SET TASK 1: Copy the part of the SqueakSource thread starting with "On 15 November" and going on through "has gotten confused.".
SET TASK 2: How would you translate this sentence from the SqueakSource thread into Spanish: "I sent a signal to LastTickSemaphore in class DateAndTime, and now it looks like a mutex again."
SET TASK 3:
Answer these questions from the SqueakSource thread:
(a) What are the excess SSSession processes deadlocked on?
(b) How many excess signals does LastTickSemaphore have in the squeaksource.com image?
(c) What will Nicolas be sent by private email?

[Box-Admins] Re: [squeak-dev] SqueakSource.com home page (was: Fix for OSProcess - Where to commit?)

Frank Shearar frank.shearar at gmail.com
Fri Nov 15 20:13:33 UTC 2013


On 15 November 2013 18:11, David T. Lewis <lewis at mail.msen.com> wrote:
> On Fri, Nov 15, 2013 at 09:31:18AM -0800, Eliot Miranda wrote:
>> Hi David,
>>
>> On Thu, Nov 14, 2013 at 6:00 PM, David T. Lewis <lewis at mail.msen.com> wrote:
>>
>> > Attached is a screen shot of the process browser in the squeaksource.com
>> > image, showing the excess SSSession processes. They are deadlocked on
>> > accessing DateAndTime now, which contains a critical section using the
>> > LastTickSemaphore in class DateAndTime.
>> >
>> > In the squeaksource.com image, LastTickSemaphore has 0 excess signals,
>> > whereas in other images I look at, it has 1 excess signal. This looks
>> > to me like a mutex that has gotten confused.
>> >
>> > I sent a signal to LastTickSemaphore in class DateAndTime, and now it
>> > looks like a mutex again. Let's see if that clears the problem.
>> >
>> > This certainly has a bad smell about it :-(  But I note also that
>> > we are running our SqueakSource services on older images, and a number
>> > of changes have been made to DateAndTime since then.
>> >
>> > Nicolas, I will send private email to give you the VNC password for access
>> > to the squeaksource.com image in case you need it (I am going to get some
>> > sleep soon).

PROVIDED DATA:
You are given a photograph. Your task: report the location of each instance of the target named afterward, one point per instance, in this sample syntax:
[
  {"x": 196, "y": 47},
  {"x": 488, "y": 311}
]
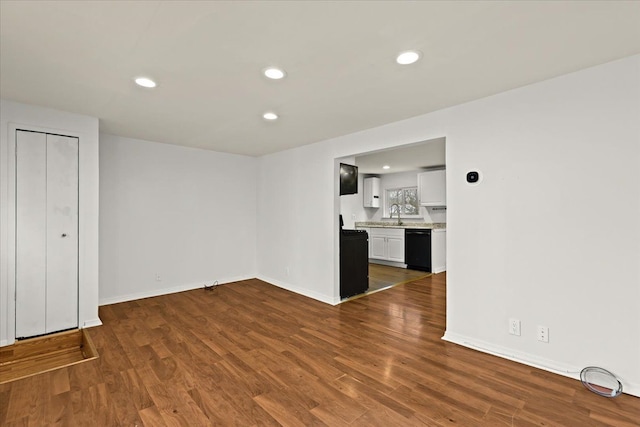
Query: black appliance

TASK RESULT 1:
On 15 November 2013 18:11, David T. Lewis <lewis at mail.msen.com> wrote:
> On Fri, Nov 15, 2013 at 09:31:18AM -0800, Eliot Miranda wrote:
>> Hi David,
>>
>> On Thu, Nov 14, 2013 at 6:00 PM, David T. Lewis <lewis at mail.msen.com> wrote:
>>
>> > Attached is a screen shot of the process browser in the squeaksource.com
>> > image, showing the excess SSSession processes. They are deadlocked on
>> > accessing DateAndTime now, which contains a critical section using the
>> > LastTickSemaphore in class DateAndTime.
>> >
>> > In the squeaksource.com image, LastTickSemaphore has 0 excess signals,
>> > whereas in other images I look at, it has 1 excess signal. This looks
>> > to me like a mutex that has gotten confused.

TASK RESULT 2: Envié una señal a LastTickSemaphore en la clase DateAndTime, y ahora vuelve a parecer un mutex.

TASK RESULT 3:
(a) Accessing DateAndTime now, which contains a critical section using the LastTickSemaphore in class DateAndTime.
(b) 0 excess signals.
(c) The VNC password for access to the squeaksource.com image.